| Records for this task |

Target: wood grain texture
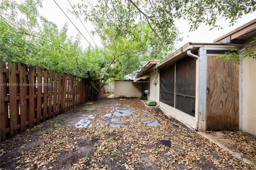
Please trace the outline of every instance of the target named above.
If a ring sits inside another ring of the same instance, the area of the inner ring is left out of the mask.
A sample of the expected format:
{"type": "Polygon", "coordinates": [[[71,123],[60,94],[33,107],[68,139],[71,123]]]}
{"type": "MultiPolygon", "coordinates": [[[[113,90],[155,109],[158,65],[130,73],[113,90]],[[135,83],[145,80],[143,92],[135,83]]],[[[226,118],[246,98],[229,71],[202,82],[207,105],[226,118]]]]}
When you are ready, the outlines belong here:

| Aim of the task |
Write out the records above again line for line, with every word and number unchanged, but leave out the pictures.

| Task response |
Target: wood grain texture
Please trace the outline of every instance of the target named above.
If a ring sits inside another ring of the same instance, the area of the inner ring is left out of the mask.
A sample of the expected format:
{"type": "Polygon", "coordinates": [[[71,123],[60,94],[33,107],[68,139],[71,123]]]}
{"type": "MultiPolygon", "coordinates": [[[[113,90],[155,109],[158,65],[130,73],[113,90]],[[135,83],[145,80],[143,92],[135,83]]],[[[226,118],[246,98],[229,71],[202,82],[207,105],[226,118]]]]}
When you are ready, the outlines belong here:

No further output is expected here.